### WHAT YOU WILL DO
In the essay below, what opened when the writer's father came back into the writer's life?

And the first thing that the character does is try to jump off the page of his own story.

So know now, that I try to jump off the page all the time, and God always has another page underneath for me to land on. The story is always shifting and changing because I am never content to stay on one page. See the problem is, that I either, in my arrogance, presume to know better than Him and can write my own story, or in a state of paralyzing fear, refuse to move forward on a page that I don’t fully understand. And sometimes, to be honest, I just want to jump. And I think God delights in proving that I will always land on another page that he’s written. And all of this has become its own story.

My father left when a cop door closed between he and I. My dad re-entered my life when a coffee shop door opened eighteen years later. Between the first door and the next, there was a lot of stumbling around. I was raised in a good church but I didn’t know that. I mean, I knew a lot of things, but didn’t actually know them. I could recite scripture all day long but didn’t know the first thing about honoring my mother or respecting my sisters or resisting temptation. I could go to church camps and sing worship music and lead Bible studies but didn’t know the first thing about denying the self or walking with God at all.

I sort stories into one of two categories. Stories are either externally driven or internally driven. There are elements of both in every story. But the development of a character is fueled by external circumstances and internal influences. One typically catalyzes the other. The elements of my story that provide both unchanging presence and non-stop change are the people whose own pages shuffle into mine for sometimes just one chapter, or sometimes all of them. These people are felt rather than seen. They don’t often make headlines and yet without them, my story would be shallow and monochromatic. This means the unsavory people as well, like my father. He is just as essential a piece of my development (good or bad) as anyone else might be. This is a hard truth to accept.

I have struggled for three years now to comprehend the importance of my position in my father’s life. I know absolutely that I am my father’s son. This terrifies me. In this way, his absence from my life may be considered a blessing. His immediate physical influence was blessedly mitigated. The influence of his absence clung to me like smoke long after he left.

I screwed up a lot between then and now. But God’s faithfulness and long-suffering in my life should be dropping me on my face in front of him. I grew up with a fractured and incomplete understanding of the Church. I was an immature, isolated human tasked with trying to comprehend the weight of an unknowable God. And that leaves a lot of opportunity for misunderstanding scripture, misapplication of poorly-understood theology and a lot of metaphorical resetting of bones. I understood one truth very intimately from a fairly young age. I am not good enough. You can thank my father for some of that. This truth is absolutely right. And it is absolutely incomplete.

So I became intimately and inexorably married to a works-based lifestyle. It was a transactional interaction with the people in my life. As long as I performed at a certain level people would remain in my life. As long as I worked hard enough, said yes often enough, did the right things, gave enough of my own time, listened to enough sermons, highlighted enough bible verses, I could prove that I was worth loving.

This led to absolute exhaustion and disenchantment with the church and with God. I couldn’t (and still can’t) comprehend the weight of the price that had already been paid on my behalf and I was violently insulting the decision that Christ made in going to the cross by saying, “What you did isn’t enough. But I can work harder and then I’ll decide that I am worth being loved.” This idea was crafted insidiously while I struggled with lust and the idolization of my own selfishness. I could sit at a computer, get what I needed from it and then close tabs and go back to my life. Without an understanding of repentance and belief that I could change, I simply overcompensated by weeping harder and making glass promises.

### DATA ENTRIES
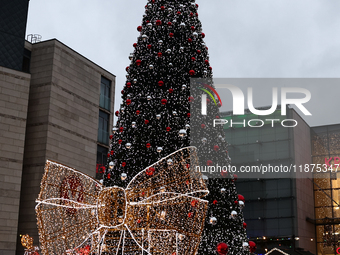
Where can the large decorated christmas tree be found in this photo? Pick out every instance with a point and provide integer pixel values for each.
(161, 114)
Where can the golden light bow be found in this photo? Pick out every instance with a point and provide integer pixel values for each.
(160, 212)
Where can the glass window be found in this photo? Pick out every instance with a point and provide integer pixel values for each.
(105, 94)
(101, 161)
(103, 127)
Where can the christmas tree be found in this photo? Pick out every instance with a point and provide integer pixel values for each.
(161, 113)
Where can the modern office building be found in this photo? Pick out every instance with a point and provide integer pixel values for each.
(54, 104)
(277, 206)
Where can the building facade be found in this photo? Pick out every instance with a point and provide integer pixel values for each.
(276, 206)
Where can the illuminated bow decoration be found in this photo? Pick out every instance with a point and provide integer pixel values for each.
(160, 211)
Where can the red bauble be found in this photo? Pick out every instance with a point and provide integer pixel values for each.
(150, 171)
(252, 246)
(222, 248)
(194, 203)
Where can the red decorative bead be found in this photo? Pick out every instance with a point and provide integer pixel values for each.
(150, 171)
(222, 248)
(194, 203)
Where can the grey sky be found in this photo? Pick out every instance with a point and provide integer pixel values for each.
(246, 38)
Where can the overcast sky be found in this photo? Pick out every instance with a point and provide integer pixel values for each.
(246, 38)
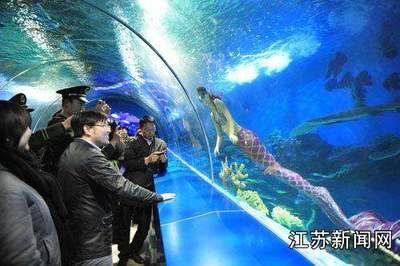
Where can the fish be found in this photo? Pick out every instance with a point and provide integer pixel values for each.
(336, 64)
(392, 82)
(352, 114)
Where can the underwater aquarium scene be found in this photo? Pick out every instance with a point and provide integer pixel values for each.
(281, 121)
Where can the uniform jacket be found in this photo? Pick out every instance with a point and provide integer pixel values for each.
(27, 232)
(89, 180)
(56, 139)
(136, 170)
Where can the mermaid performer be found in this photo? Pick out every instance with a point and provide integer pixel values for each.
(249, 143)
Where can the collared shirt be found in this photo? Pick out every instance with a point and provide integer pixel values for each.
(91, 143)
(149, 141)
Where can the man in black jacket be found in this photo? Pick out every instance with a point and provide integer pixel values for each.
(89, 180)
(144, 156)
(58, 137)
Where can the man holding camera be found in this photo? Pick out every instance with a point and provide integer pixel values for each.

### ANSWER TO THIS PROBLEM
A coffee shop door opened, eighteen years after he left.